--- Start ---
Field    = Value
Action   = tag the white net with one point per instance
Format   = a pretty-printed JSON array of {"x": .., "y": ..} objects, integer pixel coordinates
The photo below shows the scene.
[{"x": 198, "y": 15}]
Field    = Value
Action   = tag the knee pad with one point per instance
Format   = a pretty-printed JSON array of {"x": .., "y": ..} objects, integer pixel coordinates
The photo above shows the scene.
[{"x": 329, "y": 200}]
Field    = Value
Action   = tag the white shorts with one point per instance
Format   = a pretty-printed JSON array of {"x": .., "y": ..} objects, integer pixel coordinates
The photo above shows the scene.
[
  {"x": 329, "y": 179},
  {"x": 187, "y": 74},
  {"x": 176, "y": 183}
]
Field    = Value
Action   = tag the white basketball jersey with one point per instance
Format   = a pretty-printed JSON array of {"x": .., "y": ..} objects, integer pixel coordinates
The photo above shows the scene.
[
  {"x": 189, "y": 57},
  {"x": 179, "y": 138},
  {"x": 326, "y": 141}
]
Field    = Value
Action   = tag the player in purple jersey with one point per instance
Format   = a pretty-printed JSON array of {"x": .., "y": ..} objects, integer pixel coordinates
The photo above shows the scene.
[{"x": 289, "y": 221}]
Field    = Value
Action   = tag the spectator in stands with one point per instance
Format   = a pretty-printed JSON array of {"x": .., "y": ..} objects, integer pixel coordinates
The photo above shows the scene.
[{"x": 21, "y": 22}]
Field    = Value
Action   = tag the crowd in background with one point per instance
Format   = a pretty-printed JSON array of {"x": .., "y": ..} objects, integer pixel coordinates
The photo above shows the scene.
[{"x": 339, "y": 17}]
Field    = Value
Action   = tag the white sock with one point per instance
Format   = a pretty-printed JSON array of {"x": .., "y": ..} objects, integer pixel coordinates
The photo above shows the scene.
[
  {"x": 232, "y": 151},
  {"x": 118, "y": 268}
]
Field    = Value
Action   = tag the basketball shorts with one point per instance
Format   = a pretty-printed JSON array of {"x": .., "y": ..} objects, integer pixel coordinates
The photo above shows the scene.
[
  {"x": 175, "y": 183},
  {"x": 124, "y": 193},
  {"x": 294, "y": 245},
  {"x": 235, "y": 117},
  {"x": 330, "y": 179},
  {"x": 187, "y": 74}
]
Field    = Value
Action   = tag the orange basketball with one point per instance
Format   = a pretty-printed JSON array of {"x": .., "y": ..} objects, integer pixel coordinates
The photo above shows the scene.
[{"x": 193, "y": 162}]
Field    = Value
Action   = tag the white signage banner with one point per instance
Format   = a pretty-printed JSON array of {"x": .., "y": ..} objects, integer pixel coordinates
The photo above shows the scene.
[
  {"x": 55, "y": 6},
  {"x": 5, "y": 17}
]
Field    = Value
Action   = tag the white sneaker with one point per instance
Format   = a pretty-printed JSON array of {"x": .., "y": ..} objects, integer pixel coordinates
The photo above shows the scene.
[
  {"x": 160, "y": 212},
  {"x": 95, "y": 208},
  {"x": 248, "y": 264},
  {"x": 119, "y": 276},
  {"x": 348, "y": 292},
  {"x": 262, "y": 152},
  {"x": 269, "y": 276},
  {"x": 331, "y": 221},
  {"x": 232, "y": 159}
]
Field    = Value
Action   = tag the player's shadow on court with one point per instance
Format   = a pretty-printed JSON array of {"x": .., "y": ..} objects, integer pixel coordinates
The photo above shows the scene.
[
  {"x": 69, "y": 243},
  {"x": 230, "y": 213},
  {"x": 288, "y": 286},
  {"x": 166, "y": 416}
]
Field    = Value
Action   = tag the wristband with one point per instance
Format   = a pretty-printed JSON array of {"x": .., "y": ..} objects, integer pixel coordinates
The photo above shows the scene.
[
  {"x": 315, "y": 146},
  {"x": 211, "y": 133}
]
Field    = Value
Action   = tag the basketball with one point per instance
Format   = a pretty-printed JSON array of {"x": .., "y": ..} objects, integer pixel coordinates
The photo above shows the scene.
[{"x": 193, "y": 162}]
--- End ---
--- Start ---
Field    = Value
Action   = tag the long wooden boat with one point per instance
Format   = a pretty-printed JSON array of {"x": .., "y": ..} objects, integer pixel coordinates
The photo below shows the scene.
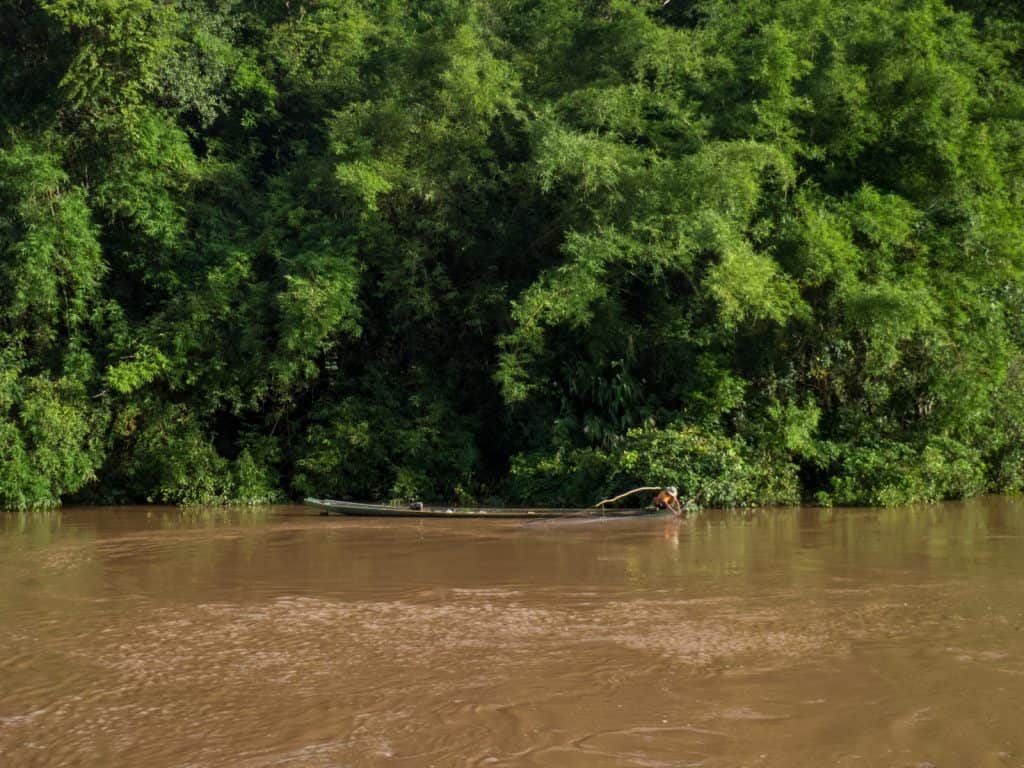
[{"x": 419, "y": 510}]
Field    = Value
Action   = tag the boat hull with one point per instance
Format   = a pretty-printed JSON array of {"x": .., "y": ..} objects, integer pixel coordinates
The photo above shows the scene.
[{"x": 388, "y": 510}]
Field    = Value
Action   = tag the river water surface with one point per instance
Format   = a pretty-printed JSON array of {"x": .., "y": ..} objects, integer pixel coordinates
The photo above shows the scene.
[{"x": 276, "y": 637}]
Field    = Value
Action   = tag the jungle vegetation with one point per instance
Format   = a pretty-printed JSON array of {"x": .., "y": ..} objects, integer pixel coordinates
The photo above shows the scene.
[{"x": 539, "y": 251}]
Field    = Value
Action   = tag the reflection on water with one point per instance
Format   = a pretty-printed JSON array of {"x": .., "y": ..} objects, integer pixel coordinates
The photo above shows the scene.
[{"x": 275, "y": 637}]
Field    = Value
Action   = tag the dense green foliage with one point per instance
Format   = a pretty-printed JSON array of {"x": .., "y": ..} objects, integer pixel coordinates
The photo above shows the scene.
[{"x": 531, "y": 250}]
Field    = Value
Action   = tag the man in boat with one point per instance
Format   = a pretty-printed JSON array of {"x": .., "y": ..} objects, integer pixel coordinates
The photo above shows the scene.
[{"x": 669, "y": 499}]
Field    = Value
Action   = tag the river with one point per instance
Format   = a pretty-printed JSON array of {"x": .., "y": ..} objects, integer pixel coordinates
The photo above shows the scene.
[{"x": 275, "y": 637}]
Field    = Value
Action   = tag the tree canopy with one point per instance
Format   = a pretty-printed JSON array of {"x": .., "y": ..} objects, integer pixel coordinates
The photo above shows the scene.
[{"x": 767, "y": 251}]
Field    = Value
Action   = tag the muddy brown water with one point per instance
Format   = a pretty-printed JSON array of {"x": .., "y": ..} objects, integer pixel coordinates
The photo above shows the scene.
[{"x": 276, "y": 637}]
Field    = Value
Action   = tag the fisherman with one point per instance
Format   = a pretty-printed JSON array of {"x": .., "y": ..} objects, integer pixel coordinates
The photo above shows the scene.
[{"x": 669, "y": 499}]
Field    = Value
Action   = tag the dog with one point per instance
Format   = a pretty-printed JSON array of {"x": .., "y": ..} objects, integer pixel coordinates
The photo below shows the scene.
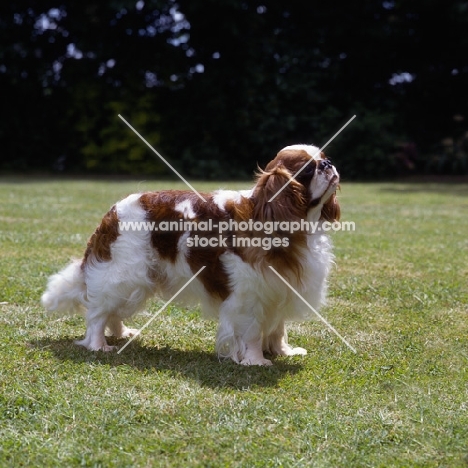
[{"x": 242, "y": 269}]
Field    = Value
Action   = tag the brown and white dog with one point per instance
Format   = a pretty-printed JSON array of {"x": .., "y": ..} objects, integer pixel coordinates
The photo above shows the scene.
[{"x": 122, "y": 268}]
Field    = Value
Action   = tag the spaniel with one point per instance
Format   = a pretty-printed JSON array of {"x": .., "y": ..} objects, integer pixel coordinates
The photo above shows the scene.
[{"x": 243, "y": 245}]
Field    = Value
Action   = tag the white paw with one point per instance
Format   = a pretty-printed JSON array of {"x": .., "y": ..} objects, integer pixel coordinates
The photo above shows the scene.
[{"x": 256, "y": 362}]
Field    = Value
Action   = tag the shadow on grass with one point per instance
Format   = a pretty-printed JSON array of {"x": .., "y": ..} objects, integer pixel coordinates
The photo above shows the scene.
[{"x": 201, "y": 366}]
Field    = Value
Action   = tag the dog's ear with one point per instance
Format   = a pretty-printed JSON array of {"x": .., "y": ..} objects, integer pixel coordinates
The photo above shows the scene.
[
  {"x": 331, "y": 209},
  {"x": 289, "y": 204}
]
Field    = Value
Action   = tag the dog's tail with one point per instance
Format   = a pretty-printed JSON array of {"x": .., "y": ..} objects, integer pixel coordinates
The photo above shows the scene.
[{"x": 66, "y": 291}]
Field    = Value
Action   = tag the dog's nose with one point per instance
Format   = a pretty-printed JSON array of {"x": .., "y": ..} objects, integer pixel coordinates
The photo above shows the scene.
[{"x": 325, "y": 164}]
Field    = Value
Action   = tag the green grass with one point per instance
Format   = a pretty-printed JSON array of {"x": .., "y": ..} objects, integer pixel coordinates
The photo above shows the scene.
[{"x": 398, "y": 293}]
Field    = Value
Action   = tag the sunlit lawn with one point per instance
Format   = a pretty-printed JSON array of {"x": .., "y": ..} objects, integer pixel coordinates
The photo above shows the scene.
--- End ---
* Given request
How many lines of the records contain the word "player"? Case counts; reply with only the number.

* Answer to the problem
2